[Begin Provided material]
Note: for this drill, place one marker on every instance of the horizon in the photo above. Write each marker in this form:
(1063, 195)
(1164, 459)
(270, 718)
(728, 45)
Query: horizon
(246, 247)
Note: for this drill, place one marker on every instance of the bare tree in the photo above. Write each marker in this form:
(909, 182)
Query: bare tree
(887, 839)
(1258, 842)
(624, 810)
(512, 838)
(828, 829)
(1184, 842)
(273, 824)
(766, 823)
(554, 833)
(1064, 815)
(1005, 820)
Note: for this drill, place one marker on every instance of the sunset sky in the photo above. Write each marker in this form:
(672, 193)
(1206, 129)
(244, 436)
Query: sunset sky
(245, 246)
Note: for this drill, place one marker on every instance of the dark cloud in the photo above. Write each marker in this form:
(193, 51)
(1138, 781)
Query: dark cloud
[End Provided material]
What to produce: Reproduce all of the material above word for word, keeping every line and number unchanged.

Solution to the problem:
Note: for this drill, place one marker on every instance of the horizon in the photo above. Write each marker in this form:
(1063, 195)
(1164, 459)
(270, 718)
(728, 45)
Query: horizon
(246, 247)
Note: for this drill, place one marker on every instance of the bare tree in the photo above. Write each marker in this form:
(909, 182)
Query: bare tree
(887, 839)
(1258, 842)
(624, 810)
(512, 838)
(828, 829)
(1184, 842)
(273, 824)
(766, 823)
(554, 833)
(1064, 815)
(1005, 820)
Note: for this drill, place one marker on every instance of the sunset sky in the photo above. Write each marker in this form:
(672, 193)
(1206, 129)
(244, 436)
Query: sunset sky
(245, 246)
Note: for this drill, place one marker on every instance of the dark cloud in the photo above. Write each marker in this form:
(193, 51)
(1138, 781)
Query: dark cloud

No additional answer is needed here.